** START PASSAGE SHOWN **
The Corporate Manslaughter and Corporate Homicide Act (2007) comes into force next year. Marcus Alcock reviews some potential ramifications of the new law in practice

Next April, nearly 11 years after it was first promised in the Labour party election manifesto of 1997, and despite having been part of numerous Queen's Speeches in the interim, a new law of corporate manslaughter will finally enter the statute books across the United Kingdom after receiving royal assent.

It has been debated, agonised over and bandied about between both houses for over a year in what must surely count as one of the longest sagas ever for the introduction of new legislation. Remember that the bill itself, the Corporate Manslaughter and Corporate Homicide Bill, was first published on 21 July 2006, but was it really worth the wait, and what does all this finally mean for the insurance industry? Is this just going to open up another can of liabilities at a time when the market can ill afford it?

Richard Tovell, head of the health and safety practice at law firm Greenwoods, is well acquainted with this whole area having been involved in the prosecution resulting from the Hatfield rail crash, which alongside other high-profile crashes such as Potters Bar, Paddington and Southall in recent years, has been one of the key drivers for the government wanting to introduce an apparently more stringent legislatory framework.
** END PASSAGE SHOWN **
** START SUPPLIED MATERIAL **
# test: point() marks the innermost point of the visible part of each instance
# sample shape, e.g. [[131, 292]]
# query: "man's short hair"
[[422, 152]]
** END SUPPLIED MATERIAL **
▶ [OBJECTIVES]:
(A) According to the passage on the corporate manslaughter law, why is Richard Tovell well acquainted with this area? Answer in one to three sentences.
(B) Write the next part of the passage on the corporate manslaughter law, beginning after its final sentence.

▶ [EXERCISE RESPONSES]:
(A) Richard Tovell is well acquainted with this area because he was involved in the prosecution that followed the Hatfield rail crash. That crash, along with Potters Bar, Paddington and Southall, was one of the key drivers behind the government's push for the new law.

(B)
"The worst thing about the old law was the witch hunt that went on during prosecutions," he said. "We saw ex-British Rail people that were essentially middle managers in the Hatfield case, some of whom were prosecution witness and some of whom were defendants. The difference between the two was between those who kept their counsel when interviewed and were subsequently in the firing line, and those who started pointing the finger at colleagues. This witch hunt was necessary, because under the old law you needed to find one person that personified the company and whose gross negligence was responsible for the incident."

Midway through the trial in 2004, Mr Justice Mackay announced that all charges of manslaughter faced by Balfour Beatty and the five defendants were to be dropped, explaining: "(I am) obliged by the existing law in my judgment to make these rulings". Under the old act, corporate manslaughter could be caused only by an act of gross negligence, and since the judge felt that the defendants could only be found guilty of a "bad error of judgement" at most, the defendants were instead charged with breaching health and safety regulations.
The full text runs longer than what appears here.